Rescale the listing below, from the line containing "Reviewer note: verify that every instance of the roof" through the end of the listing, both included. Reproduce those lines in full, request lines unchanged, and multiply every point coordinate in the answers by 2.6, rounding to whole numbers with halves rounded up.

>>>

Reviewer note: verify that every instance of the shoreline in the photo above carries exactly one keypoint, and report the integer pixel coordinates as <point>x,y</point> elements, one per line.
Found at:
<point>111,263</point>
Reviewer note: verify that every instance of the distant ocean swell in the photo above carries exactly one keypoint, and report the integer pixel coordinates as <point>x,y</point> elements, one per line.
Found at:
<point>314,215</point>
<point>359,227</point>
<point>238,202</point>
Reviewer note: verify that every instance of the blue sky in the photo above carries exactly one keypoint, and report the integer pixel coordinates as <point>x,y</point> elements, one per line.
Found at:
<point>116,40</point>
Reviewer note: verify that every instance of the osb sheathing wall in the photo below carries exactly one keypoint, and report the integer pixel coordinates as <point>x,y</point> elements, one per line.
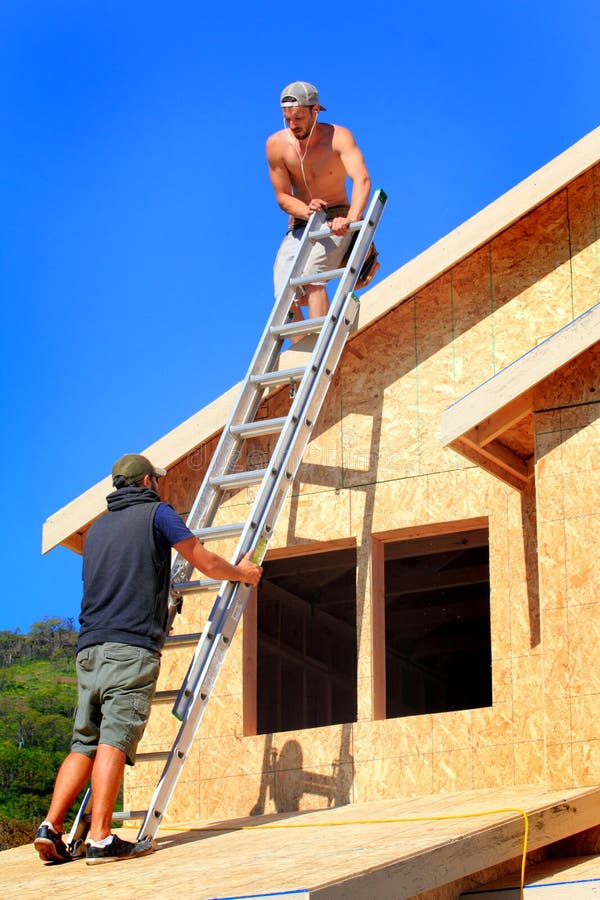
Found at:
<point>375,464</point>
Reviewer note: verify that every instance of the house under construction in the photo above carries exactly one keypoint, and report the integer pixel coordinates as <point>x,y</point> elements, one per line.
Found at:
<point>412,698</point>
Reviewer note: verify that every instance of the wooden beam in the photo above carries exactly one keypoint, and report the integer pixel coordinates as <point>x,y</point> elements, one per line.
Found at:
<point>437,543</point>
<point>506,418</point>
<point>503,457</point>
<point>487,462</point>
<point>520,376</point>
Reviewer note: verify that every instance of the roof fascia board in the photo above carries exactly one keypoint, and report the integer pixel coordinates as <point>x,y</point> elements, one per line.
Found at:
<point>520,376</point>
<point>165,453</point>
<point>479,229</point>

<<<

■ EXERCISE RESPONSE ■
Reviewer note: verify that every instance of the roof fascia board in the photo above carries exactly one keypoint, and report the integer pixel coordinates as <point>x,y</point> elements, one per line.
Found at:
<point>1352,978</point>
<point>429,1178</point>
<point>1245,595</point>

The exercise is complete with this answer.